Work item: Retype the data that follows with no alterations, please.

━━━━━━━━

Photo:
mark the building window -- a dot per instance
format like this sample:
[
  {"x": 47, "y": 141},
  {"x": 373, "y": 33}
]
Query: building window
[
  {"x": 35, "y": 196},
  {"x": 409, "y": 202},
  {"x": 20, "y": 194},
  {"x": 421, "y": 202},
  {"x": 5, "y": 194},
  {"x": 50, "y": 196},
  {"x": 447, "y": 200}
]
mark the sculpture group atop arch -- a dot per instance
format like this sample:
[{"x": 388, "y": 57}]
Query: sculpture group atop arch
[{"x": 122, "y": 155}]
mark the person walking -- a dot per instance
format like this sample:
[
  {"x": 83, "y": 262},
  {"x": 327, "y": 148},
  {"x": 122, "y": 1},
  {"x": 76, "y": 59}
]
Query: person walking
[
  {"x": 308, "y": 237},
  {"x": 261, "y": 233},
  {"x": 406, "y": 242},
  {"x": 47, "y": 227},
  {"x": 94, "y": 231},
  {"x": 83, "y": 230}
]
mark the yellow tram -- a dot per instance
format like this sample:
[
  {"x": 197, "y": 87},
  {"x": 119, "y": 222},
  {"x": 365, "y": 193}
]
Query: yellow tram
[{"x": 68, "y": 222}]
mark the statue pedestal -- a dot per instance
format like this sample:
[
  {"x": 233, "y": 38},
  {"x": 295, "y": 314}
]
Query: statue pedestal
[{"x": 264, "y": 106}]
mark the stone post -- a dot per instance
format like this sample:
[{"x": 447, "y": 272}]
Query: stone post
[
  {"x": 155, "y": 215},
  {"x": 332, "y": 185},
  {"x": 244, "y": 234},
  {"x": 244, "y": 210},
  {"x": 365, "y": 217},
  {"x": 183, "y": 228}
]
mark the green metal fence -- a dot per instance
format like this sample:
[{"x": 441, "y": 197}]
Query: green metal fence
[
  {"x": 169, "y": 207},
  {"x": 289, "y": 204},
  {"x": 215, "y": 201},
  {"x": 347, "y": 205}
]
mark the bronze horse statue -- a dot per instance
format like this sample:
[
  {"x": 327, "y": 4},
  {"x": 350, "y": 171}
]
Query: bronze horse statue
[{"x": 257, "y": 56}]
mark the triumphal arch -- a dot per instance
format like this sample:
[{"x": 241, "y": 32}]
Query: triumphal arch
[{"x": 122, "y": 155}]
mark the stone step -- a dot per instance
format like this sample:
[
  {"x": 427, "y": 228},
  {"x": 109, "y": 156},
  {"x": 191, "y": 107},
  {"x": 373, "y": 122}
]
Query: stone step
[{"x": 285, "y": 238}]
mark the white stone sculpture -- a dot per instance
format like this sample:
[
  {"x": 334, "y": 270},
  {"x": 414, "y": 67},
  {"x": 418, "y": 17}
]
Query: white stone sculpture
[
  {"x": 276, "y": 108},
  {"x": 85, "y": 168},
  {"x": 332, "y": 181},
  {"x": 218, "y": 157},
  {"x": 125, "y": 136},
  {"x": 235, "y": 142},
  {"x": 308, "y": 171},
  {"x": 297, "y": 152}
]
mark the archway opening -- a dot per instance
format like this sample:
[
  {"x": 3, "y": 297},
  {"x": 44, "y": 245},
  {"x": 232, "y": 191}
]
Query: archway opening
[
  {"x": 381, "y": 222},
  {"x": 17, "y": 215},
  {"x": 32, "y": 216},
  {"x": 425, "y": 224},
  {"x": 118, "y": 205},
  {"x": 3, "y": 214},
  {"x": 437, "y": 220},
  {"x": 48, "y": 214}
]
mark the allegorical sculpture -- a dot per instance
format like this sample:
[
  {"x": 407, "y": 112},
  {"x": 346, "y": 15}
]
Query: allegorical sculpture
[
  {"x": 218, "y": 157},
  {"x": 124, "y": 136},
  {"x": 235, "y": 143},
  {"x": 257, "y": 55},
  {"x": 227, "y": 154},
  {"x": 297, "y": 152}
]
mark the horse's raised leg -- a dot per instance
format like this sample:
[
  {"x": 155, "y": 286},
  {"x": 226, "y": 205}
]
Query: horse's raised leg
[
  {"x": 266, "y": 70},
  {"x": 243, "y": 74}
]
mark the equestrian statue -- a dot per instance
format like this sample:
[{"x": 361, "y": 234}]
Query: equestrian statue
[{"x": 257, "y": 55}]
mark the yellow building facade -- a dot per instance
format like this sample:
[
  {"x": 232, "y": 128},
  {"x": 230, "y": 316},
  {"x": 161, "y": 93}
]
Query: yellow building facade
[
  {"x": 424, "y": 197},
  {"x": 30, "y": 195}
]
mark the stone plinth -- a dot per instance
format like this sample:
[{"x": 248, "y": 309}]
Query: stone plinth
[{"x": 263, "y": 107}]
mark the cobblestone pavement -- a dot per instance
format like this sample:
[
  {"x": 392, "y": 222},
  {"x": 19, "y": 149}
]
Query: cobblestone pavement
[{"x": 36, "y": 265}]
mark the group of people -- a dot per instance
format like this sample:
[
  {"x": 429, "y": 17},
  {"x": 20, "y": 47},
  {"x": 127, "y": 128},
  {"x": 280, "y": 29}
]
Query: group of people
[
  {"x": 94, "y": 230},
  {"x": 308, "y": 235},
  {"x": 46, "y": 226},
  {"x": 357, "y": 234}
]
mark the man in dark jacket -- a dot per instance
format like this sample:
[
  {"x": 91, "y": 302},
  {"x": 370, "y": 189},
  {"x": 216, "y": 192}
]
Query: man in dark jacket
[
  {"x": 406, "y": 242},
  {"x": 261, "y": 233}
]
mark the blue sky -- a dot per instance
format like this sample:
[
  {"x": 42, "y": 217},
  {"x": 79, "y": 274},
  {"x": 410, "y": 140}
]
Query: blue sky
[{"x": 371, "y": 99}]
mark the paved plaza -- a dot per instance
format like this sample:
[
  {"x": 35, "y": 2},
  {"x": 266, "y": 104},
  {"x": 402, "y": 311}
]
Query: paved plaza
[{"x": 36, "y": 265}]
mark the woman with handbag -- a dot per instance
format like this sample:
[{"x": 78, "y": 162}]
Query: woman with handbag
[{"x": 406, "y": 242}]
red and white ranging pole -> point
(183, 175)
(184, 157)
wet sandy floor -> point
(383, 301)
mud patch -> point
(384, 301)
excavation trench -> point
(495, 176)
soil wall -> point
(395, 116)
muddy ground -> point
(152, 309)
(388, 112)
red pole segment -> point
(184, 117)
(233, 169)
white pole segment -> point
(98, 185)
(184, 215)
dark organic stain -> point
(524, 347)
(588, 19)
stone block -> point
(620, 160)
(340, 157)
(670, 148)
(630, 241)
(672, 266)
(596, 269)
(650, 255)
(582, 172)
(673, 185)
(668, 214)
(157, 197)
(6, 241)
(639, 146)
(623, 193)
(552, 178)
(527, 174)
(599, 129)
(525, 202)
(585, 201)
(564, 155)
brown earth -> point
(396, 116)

━━━━━━━━

The answer:
Photo:
mark the building window -- a dot per instance
format like this sample:
[
  {"x": 47, "y": 141},
  {"x": 373, "y": 33}
]
Query: building window
[
  {"x": 35, "y": 196},
  {"x": 409, "y": 202},
  {"x": 20, "y": 194},
  {"x": 421, "y": 202},
  {"x": 5, "y": 194},
  {"x": 50, "y": 196},
  {"x": 447, "y": 200}
]
mark the sculpture group atop arch -- a dot per instance
format like this sample:
[{"x": 388, "y": 57}]
Query: sculpture group atop arch
[{"x": 122, "y": 155}]
mark the person walking -- a dot per instance
format like this sample:
[
  {"x": 83, "y": 262},
  {"x": 327, "y": 148},
  {"x": 122, "y": 1},
  {"x": 76, "y": 59}
]
Query: person walking
[
  {"x": 308, "y": 237},
  {"x": 261, "y": 233},
  {"x": 406, "y": 242},
  {"x": 47, "y": 227},
  {"x": 94, "y": 231},
  {"x": 83, "y": 230}
]
mark the yellow tram -- a dot per instance
format like this sample:
[
  {"x": 197, "y": 87},
  {"x": 119, "y": 222},
  {"x": 365, "y": 193}
]
Query: yellow tram
[{"x": 68, "y": 222}]
mark the statue pedestal -- a dot per instance
format like this sample:
[
  {"x": 233, "y": 38},
  {"x": 295, "y": 314}
]
Query: statue pedestal
[{"x": 264, "y": 106}]
mark the stone post -- a dot per instance
format like this sample:
[{"x": 447, "y": 272}]
Query: stone post
[
  {"x": 155, "y": 215},
  {"x": 332, "y": 185},
  {"x": 244, "y": 234},
  {"x": 244, "y": 210},
  {"x": 365, "y": 217},
  {"x": 183, "y": 228}
]
mark the green metal fence -- a dot per instance
format like this sample:
[{"x": 441, "y": 197}]
Query: green metal fence
[
  {"x": 169, "y": 207},
  {"x": 289, "y": 204},
  {"x": 215, "y": 201},
  {"x": 347, "y": 205}
]
mark the bronze horse statue -- a dot per instance
format like this sample:
[
  {"x": 327, "y": 4},
  {"x": 350, "y": 171}
]
Query: bronze horse statue
[{"x": 257, "y": 56}]
mark the triumphal arch -- a dot per instance
format like this sample:
[{"x": 241, "y": 32}]
Query: triumphal arch
[{"x": 122, "y": 155}]
mark the stone step -- a dot per instance
format like this sample:
[
  {"x": 427, "y": 228},
  {"x": 109, "y": 156},
  {"x": 191, "y": 107},
  {"x": 373, "y": 122}
]
Query: stone step
[{"x": 285, "y": 238}]
mark the white stone sculpture -- a dot per instance
format like this sample:
[
  {"x": 334, "y": 270},
  {"x": 414, "y": 67},
  {"x": 418, "y": 17}
]
Query: white stone sculpture
[
  {"x": 276, "y": 108},
  {"x": 85, "y": 168},
  {"x": 332, "y": 181},
  {"x": 218, "y": 157},
  {"x": 125, "y": 136},
  {"x": 235, "y": 142},
  {"x": 308, "y": 171},
  {"x": 297, "y": 152}
]
mark the archway opening -- a dot per instance
format like this sample:
[
  {"x": 3, "y": 297},
  {"x": 44, "y": 245},
  {"x": 232, "y": 191}
]
Query: archway opening
[
  {"x": 381, "y": 222},
  {"x": 17, "y": 215},
  {"x": 32, "y": 216},
  {"x": 425, "y": 224},
  {"x": 118, "y": 205},
  {"x": 3, "y": 214},
  {"x": 437, "y": 220},
  {"x": 48, "y": 214}
]
mark the allegorical sculpture -- a dot per instance
format like this sample:
[
  {"x": 407, "y": 112},
  {"x": 346, "y": 15}
]
Query: allegorical sculpture
[
  {"x": 218, "y": 157},
  {"x": 124, "y": 136},
  {"x": 235, "y": 143},
  {"x": 257, "y": 55},
  {"x": 227, "y": 154},
  {"x": 297, "y": 152}
]
mark the horse's raised leg -- a dot per instance
format like this sample:
[
  {"x": 155, "y": 286},
  {"x": 226, "y": 205}
]
Query: horse's raised leg
[
  {"x": 266, "y": 70},
  {"x": 243, "y": 74}
]
mark the equestrian statue -- a dot per instance
format like this sample:
[{"x": 361, "y": 234}]
Query: equestrian statue
[{"x": 257, "y": 55}]
mark the yellow building facade -- a dot per instance
format like this sample:
[
  {"x": 232, "y": 128},
  {"x": 230, "y": 316},
  {"x": 161, "y": 93}
]
Query: yellow building facade
[
  {"x": 424, "y": 197},
  {"x": 30, "y": 195}
]
mark the stone plinth -- a dot per instance
format like this sample:
[{"x": 248, "y": 309}]
Query: stone plinth
[{"x": 263, "y": 107}]
mark the cobblestone pavement -- a dot per instance
format like this sample:
[
  {"x": 392, "y": 222},
  {"x": 19, "y": 149}
]
Query: cobblestone pavement
[{"x": 36, "y": 265}]
mark the group of people -- a dot per instance
format like this sample:
[
  {"x": 429, "y": 17},
  {"x": 20, "y": 47},
  {"x": 127, "y": 128},
  {"x": 280, "y": 29}
]
Query: group of people
[
  {"x": 94, "y": 230},
  {"x": 308, "y": 235},
  {"x": 46, "y": 226},
  {"x": 357, "y": 234}
]
mark the man in dark jacket -- a dot per instance
format like this sample:
[
  {"x": 91, "y": 302},
  {"x": 370, "y": 189},
  {"x": 216, "y": 192}
]
Query: man in dark jacket
[
  {"x": 406, "y": 242},
  {"x": 261, "y": 233}
]
mark the blue sky -- a dot per instance
format like this sample:
[
  {"x": 42, "y": 217},
  {"x": 79, "y": 274},
  {"x": 410, "y": 140}
]
Query: blue sky
[{"x": 371, "y": 99}]
mark the paved plaza -- a dot per instance
format like this sample:
[
  {"x": 35, "y": 2},
  {"x": 266, "y": 104},
  {"x": 402, "y": 311}
]
Query: paved plaza
[{"x": 36, "y": 265}]
mark the woman with handbag -- a dot per instance
format like this sample:
[{"x": 78, "y": 162}]
Query: woman with handbag
[{"x": 406, "y": 242}]
red and white ranging pole -> point
(183, 175)
(184, 157)
wet sandy floor -> point
(383, 301)
mud patch -> point
(384, 301)
excavation trench -> point
(495, 176)
soil wall -> point
(395, 116)
muddy ground -> point
(152, 309)
(388, 112)
red pole segment -> point
(184, 117)
(233, 169)
white pole segment -> point
(98, 185)
(184, 215)
dark organic stain -> point
(524, 347)
(588, 19)
stone block -> point
(620, 160)
(340, 157)
(670, 148)
(630, 241)
(672, 266)
(596, 269)
(650, 255)
(582, 172)
(673, 185)
(668, 214)
(157, 197)
(6, 241)
(639, 146)
(623, 193)
(552, 178)
(527, 174)
(599, 129)
(525, 202)
(585, 201)
(564, 155)
brown earth -> point
(396, 116)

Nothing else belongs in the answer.